Excerpt:

Reducing the Power Consumption of Overclocked PCs
babyshiori writes "Now, that must sound pretty inane. After all, overclockers employ all kinds of power-guzzling methods to improve their CPUs' overclockability. However, there are many good reasons to do so. In this guide, we will not just look at theoretical tips on reducing power consumption in overclocked PCs, we will also look at how well they work in real-life situations. Best of all, we are shown why they will improve our PCs' power efficiency without any real loss in performance. Start doing your part in saving the planet now!"
Energy conservation isn't about saving the planet - the planet doesn't care. It's about saving humans. We'll all die out and the planet will quite happily go on without us.
It was going well until I got to 'I can save 13 megawatts per month'. Obviously this article was written by someone who has a deep technical understanding of power and energy consumption, and not just some kid who thinks he is a 'l33t haxor' because he found out how to use the utilities that come with the motherboard to turn his overclocking on and off.
If you are really worried about it and you drive, drive less.
1 gallon of gasoline = 131 megajoules = ~36 kilowatt hours.
Waving hands around about efficiency and so forth, that's 1 kilowatt hour of energy per mile driven. So that's 5-20 hours of computer use (assuming between 50 and 200 watts, 500 watts is still 2 hours) per mile driven. Using a more efficient computer is good, but finding a way to not drive 5 miles a day is a considerable amount better.
(If you aren't worried about it, that's fine, but if you are worried about it, for god's sake, do the easy, effective things before you start telling people about the difficult, pretty much a wash things that you are doing.)
Nerd rage is the funniest rage.
He is saving 26megawatts per month? I didn't know Intel made 13.8KV 3-phase E6850s?
I've been hearing a lot of this kind of fluff during earth week.
If you really wanted to save the planet, you wouldn't be overclocking your computer at all or buying a new car because it was hyrid. You would be beating what you have already consumed until it fell apart from overuse.
Most of these "earth saving" techniques seem like nothing more than feel good consumerism. Eco this and green that. Nothing more than words.

Data excerpts:

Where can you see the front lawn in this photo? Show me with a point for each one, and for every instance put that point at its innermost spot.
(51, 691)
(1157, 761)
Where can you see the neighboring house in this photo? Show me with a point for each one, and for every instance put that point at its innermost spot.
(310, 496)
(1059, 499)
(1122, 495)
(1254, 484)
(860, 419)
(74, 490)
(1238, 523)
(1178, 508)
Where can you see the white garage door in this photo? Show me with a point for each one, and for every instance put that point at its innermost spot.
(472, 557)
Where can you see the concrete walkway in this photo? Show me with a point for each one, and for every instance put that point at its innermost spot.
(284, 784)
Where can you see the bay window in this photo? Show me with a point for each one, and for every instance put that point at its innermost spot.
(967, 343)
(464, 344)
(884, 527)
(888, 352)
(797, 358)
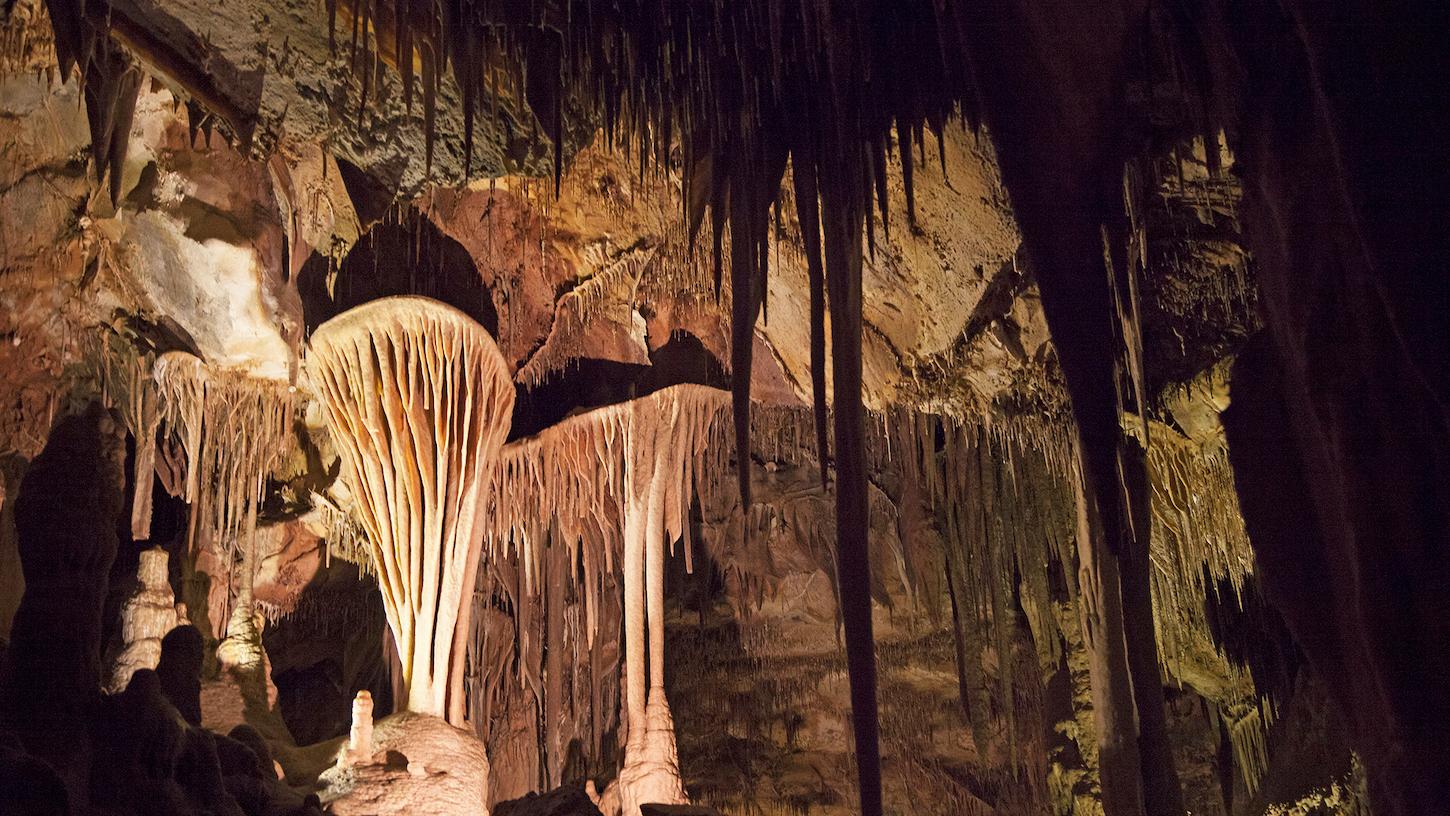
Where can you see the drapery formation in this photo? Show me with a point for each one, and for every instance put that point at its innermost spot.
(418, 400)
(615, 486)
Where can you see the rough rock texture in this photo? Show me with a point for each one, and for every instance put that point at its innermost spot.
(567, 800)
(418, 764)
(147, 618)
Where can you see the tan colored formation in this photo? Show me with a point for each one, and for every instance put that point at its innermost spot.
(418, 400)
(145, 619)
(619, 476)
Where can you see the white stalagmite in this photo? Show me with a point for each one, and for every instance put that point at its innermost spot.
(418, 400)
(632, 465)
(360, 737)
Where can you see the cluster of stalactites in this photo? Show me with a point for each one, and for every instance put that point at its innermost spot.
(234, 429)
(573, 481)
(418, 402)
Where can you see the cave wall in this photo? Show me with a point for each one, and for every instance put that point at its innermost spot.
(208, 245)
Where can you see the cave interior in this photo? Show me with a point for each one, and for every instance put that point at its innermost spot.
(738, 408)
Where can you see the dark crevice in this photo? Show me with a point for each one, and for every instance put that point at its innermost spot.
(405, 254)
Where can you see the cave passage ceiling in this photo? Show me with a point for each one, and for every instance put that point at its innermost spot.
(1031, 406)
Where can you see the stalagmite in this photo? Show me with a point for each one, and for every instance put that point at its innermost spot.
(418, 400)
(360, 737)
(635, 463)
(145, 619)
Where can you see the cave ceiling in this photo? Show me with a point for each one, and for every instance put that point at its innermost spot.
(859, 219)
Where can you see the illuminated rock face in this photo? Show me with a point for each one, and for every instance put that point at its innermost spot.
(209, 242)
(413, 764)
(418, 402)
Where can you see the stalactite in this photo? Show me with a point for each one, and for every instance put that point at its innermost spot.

Task objective:
Continue the discussion on cutting the power use of overclocked PCs from the point where it stops. The listing bears no relation to the discussion on cutting the power use of overclocked PCs.

The answer:
And if your computer was burning 24/7 in the development of new energy technologies or new effiencies you would really be saving the planet. And all these real efforts at saving the planet are going to require technology and huge amounts of energy use and chemicals and industry and all that supposedly evil stuff.
Improving the gas efficiency of your Humvee using proper tire inflation.
* Set your desktop background to something like penguins or polar bears
* Install a screensaver with air conditioning capability.
* Set your beer on top of the case so the cold will seep down into the computer.
* Type slower as fast typing causes heat friction. Also avoid CAPS and waving the mouse pointer around too much.
* Use a lighter color scheme on the desktop instead of dark as dark colors absorb light and generate heat.
Increasing the voltage by 500 MHz to 3.9 GHz
volts are J/C thank you very much
He didn't mention 80 Plus power supplies. Not only will you save power, your case will be cooler.
Give me Classic Slashdot or give me death!
Does overclocking indeed improve the performance? Unless you can show that the CPU clock freq. is the true bottleneck of your computing tasks. Often it is not so. Clock rate != performance and vice versa.
For most users the CPU works just fine out of the box. My laptop with a Pentium-M class chip even works underclocked by default to reduce power usage. BTW, it runs Linux of course.
I hope the whole overclocking thing could be stopped if you care about energy consumption.
There's a classical joke that the "MIPS" (million instructions per second) == "Meaningless Information Provided by Salesmen". Similar with clock rate.
Colorless green Cthulhu waits dreaming furiously.
I don't know why people are being so negative about this article. It isn't trying to convince you that overclocking is the most energy efficient thing to do, it's trying to show you ways you can be more energy efficient if you do choose to overclock. People who overlock do so because they want higher PEAK performance, not because they enjoy wasting energy 24/7. When you're not in need of that peak performance, it only makes sense to go ahead and be efficient.
The whole article can be summed up by saying:
1) Be sure to enable whatever idle tech your motherboard/processor supports (speedstep, cool'n'quiet) so that it automatically slows down the CPU and power consumption when not under load.
2) Try undervolting, use stability tests to find the lowest voltage your particular CPU can use, rather than simply using the default.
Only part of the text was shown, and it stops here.